**Your objective**. Return an exact copy of the lines from the one holding "Indicate the arm" to the end of the data, including both the starting and final lines. Leave the pictures out.

Location identification items

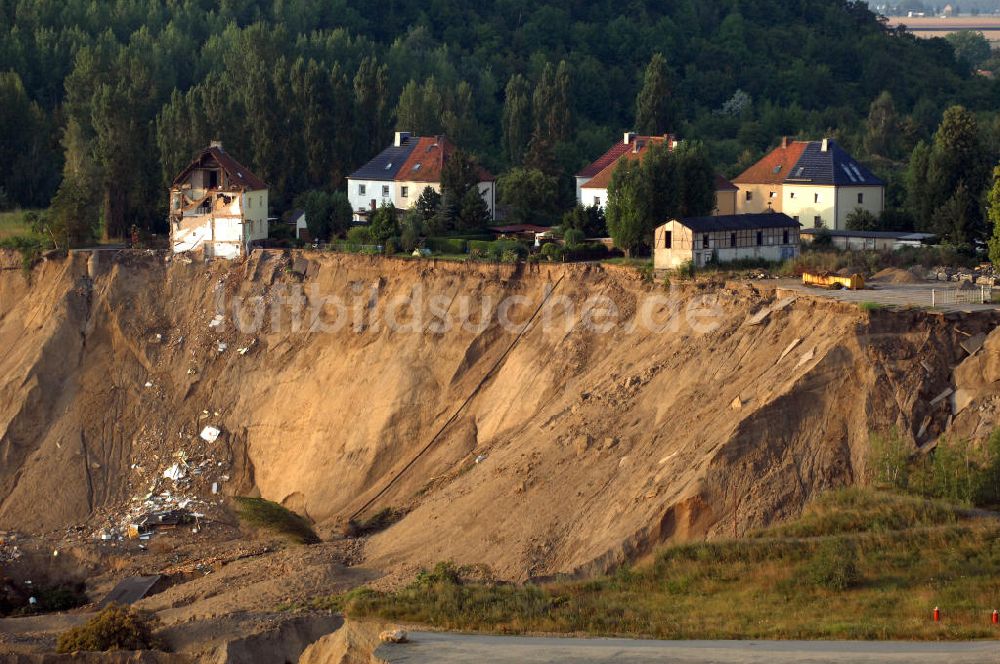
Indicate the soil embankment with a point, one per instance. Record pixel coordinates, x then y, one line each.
558 447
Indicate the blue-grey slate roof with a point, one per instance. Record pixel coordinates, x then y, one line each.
739 222
386 164
832 167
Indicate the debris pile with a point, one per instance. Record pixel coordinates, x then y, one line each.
9 549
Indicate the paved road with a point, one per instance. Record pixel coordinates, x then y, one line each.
946 297
434 648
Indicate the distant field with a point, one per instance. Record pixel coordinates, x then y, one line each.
12 223
928 27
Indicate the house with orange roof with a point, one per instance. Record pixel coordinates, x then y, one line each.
218 207
400 173
815 182
593 181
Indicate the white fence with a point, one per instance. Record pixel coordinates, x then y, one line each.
977 295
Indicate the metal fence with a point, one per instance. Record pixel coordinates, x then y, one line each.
976 295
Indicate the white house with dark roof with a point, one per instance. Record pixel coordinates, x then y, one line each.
771 236
373 184
401 172
815 182
592 182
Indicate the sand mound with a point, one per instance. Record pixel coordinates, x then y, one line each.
561 448
895 275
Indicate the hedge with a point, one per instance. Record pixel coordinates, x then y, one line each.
447 245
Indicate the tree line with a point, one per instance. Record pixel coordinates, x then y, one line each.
101 104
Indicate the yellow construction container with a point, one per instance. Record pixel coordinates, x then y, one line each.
830 280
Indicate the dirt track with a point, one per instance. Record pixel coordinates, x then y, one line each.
452 648
554 447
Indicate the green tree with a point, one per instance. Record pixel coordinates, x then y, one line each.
993 200
516 119
371 96
419 108
327 215
460 175
588 220
664 185
883 127
474 212
428 204
385 223
530 195
971 47
860 219
653 112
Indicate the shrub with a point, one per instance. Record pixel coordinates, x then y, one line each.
360 235
553 251
834 566
275 518
114 628
447 245
573 237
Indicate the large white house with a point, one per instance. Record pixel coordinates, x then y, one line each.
815 182
592 182
401 172
217 206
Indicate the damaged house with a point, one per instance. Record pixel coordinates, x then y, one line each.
217 206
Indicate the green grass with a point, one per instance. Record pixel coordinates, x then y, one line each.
276 519
13 224
859 564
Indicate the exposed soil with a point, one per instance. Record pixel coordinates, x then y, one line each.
558 449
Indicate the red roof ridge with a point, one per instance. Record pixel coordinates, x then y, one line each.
774 167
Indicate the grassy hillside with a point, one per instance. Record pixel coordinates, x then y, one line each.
857 565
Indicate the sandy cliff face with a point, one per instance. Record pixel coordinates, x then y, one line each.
592 445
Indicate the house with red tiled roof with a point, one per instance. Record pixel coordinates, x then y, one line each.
815 182
218 207
592 182
400 173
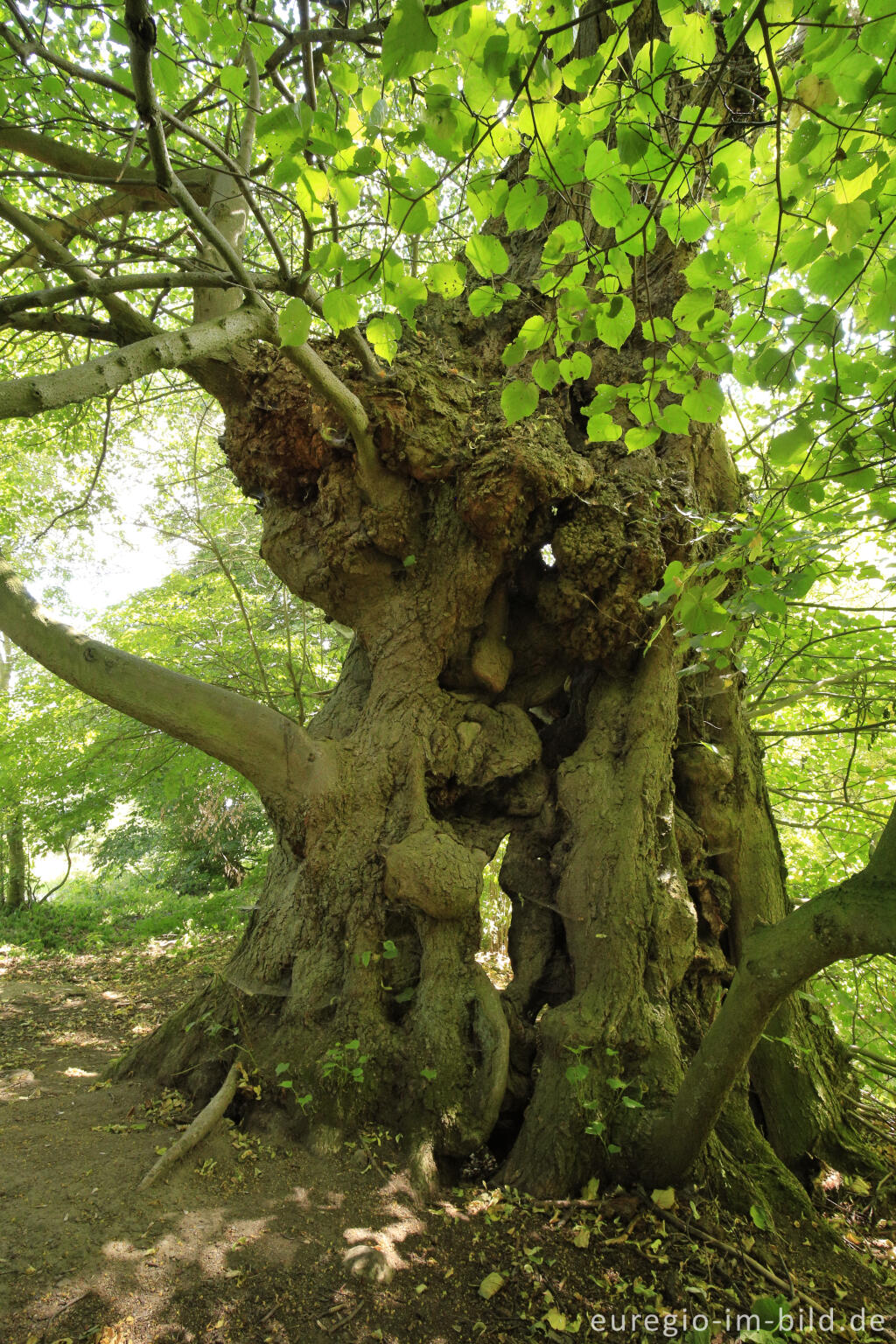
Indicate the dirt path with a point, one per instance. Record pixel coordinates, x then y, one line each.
258 1241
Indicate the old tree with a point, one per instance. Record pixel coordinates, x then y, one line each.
469 290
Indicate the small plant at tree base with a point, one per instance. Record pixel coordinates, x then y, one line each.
288 1085
344 1062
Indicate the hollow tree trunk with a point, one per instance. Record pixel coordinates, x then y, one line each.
502 683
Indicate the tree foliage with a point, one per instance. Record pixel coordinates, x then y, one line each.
511 269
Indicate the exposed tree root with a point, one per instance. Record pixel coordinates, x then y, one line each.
203 1124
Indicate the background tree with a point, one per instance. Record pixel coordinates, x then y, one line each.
531 248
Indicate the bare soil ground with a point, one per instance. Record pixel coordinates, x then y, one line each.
258 1241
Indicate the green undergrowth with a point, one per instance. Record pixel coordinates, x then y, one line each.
92 914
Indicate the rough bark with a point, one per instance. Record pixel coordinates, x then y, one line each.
501 689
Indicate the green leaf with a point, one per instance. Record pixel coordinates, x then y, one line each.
484 301
604 429
526 207
614 320
848 223
519 399
340 310
294 323
705 402
384 335
639 438
546 373
409 40
446 278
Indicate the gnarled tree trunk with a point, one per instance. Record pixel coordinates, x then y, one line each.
507 680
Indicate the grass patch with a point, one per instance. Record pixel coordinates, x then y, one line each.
95 913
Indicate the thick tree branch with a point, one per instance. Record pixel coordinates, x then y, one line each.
80 164
66 324
855 918
127 318
271 752
101 285
141 30
23 396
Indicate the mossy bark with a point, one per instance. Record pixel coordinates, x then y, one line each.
506 680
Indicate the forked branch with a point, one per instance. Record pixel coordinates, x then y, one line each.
270 750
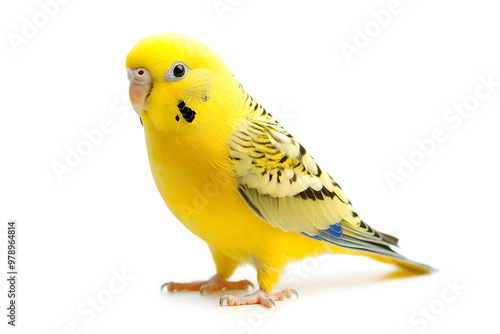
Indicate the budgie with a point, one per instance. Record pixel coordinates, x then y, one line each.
235 177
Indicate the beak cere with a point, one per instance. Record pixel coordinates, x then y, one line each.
138 93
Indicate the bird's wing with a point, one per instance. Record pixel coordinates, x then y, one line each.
285 187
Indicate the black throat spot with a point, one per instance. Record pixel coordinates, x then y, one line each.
186 112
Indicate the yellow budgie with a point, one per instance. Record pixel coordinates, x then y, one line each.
234 177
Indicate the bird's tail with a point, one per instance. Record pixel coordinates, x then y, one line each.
380 248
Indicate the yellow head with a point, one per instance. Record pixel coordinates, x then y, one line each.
179 83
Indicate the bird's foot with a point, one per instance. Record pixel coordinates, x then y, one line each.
215 283
259 297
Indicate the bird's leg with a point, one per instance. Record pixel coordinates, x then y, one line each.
215 283
258 297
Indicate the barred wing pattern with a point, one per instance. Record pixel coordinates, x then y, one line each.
285 187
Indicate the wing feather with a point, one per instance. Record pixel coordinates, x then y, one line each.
284 186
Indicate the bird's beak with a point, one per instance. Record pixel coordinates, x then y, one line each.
138 93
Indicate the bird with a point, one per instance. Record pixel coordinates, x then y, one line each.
234 177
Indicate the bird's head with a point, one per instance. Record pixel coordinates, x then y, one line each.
174 81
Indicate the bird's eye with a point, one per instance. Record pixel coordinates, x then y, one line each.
177 72
140 75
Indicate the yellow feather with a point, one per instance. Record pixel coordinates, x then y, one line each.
231 144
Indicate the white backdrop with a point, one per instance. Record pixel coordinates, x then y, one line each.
397 100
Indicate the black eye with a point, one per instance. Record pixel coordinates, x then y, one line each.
179 71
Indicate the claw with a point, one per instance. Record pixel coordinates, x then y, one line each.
250 283
164 285
223 299
272 302
294 292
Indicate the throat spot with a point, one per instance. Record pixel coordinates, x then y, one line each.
188 113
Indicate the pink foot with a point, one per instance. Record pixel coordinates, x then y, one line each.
215 283
259 297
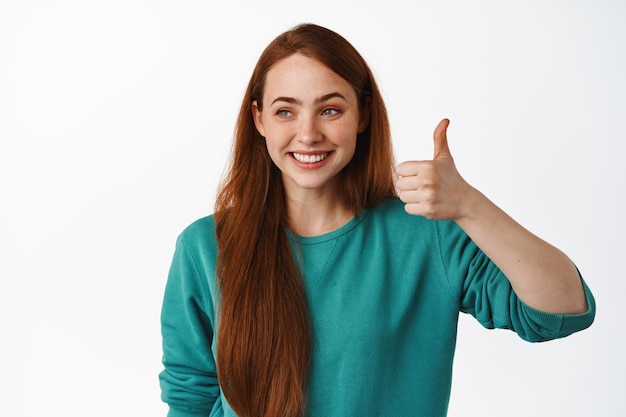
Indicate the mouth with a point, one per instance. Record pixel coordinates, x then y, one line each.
309 159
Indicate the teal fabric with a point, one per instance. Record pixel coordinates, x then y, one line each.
384 293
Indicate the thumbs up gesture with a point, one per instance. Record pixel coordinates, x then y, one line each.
434 189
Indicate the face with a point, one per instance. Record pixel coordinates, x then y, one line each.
310 120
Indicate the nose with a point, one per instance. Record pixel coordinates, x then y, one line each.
309 130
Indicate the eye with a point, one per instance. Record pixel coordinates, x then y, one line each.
283 113
330 111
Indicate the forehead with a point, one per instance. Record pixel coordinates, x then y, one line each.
304 77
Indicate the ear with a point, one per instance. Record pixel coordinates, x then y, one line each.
364 115
257 115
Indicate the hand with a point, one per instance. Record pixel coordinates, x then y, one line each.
434 189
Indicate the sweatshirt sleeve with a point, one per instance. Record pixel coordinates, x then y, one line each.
189 383
485 292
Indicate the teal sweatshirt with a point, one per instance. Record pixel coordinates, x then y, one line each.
384 293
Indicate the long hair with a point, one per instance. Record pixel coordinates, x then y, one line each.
264 334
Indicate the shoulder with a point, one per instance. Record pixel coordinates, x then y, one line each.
199 236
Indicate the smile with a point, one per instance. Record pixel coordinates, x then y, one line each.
309 159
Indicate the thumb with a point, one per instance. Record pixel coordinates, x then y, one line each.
441 140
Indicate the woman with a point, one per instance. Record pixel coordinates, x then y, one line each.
331 294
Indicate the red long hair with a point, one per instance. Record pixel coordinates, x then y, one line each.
264 334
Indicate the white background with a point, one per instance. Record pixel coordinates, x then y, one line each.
115 124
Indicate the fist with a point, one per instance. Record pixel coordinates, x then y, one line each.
433 189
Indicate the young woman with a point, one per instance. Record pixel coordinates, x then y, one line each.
322 285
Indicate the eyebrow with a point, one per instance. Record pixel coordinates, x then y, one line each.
318 100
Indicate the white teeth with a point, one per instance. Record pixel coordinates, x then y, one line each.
309 159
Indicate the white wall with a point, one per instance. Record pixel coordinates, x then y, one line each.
115 125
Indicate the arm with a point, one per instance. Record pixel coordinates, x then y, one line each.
540 274
189 379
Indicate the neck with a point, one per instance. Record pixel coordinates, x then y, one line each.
314 215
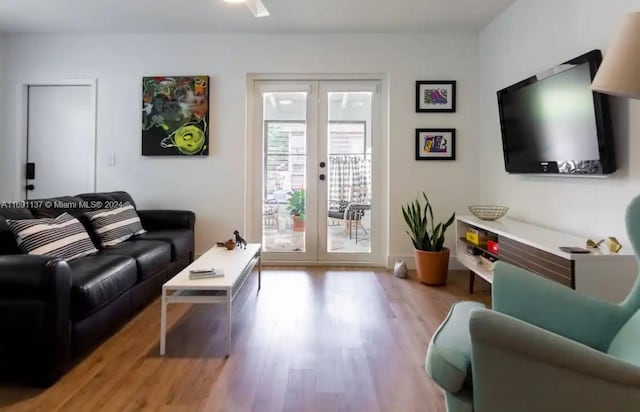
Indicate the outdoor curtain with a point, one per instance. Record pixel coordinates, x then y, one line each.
350 178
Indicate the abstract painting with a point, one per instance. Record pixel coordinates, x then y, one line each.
435 144
175 116
436 96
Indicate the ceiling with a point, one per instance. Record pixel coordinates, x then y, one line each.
215 16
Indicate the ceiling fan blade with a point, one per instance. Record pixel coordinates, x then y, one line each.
257 8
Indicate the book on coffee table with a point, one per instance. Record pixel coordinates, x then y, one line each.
205 273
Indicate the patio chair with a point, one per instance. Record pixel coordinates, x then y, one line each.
270 213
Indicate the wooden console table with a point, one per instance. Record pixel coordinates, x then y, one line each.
602 274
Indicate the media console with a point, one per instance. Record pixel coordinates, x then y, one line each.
608 276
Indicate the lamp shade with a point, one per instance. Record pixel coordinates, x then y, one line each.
619 73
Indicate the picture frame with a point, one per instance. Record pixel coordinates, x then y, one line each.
436 96
175 116
435 144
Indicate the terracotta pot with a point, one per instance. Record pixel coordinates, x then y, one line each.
298 224
432 267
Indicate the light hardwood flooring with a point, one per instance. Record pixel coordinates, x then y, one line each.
321 339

**Task answer**.
Indicate the arm with a point, one per instance. Record pixel coordinates, x then y, one line each.
540 274
189 379
Indicate the neck with a point, one per instance. Record pixel coordinates, x then y, one line each.
314 215
Indicate the outdoor curtain with a point, one per instance. Record pixel coordinates, x then y, one line each.
350 178
Indicate the abstract painting with a point, one per instance. Record pixel coordinates, x then y, one line each.
435 144
175 116
436 96
Indicate the ceiling with a point, one per instance. Record pixel coordinates, x then y, one line each.
215 16
Indicate the ceiling fan blade with a point, one per instance. Record pixel coordinates, x then y, one line each.
257 8
Indicate the book on coffee table with a point, one per instance. Record pixel coordinates, x then y, one line each.
205 273
Indicate the patio chair with a point, one per instance. Record pixel coordinates, x then y, one line each.
270 213
Indicate the wooden console table with a point, one per instance. Record pixel coordinates, x then y, one line each.
602 274
Indicate the media console with a point, one per instance. Record pixel coordinates, x then y, one line each.
608 276
Indicate the lamp shade with a point, one per instance. Record pixel coordinates, x then y, one line each.
619 73
Indicate the picture frame with a point, one per instance. Record pixel coordinates, x then y, one line each.
436 96
175 116
435 144
Indicate the terracotta pot with a point, one per instance. Record pixel coordinates, x then y, one line each.
298 224
432 267
Indicate the light hardwood flooring with a point, one per instance. Record pixel coordinates, x then y, one line each.
321 339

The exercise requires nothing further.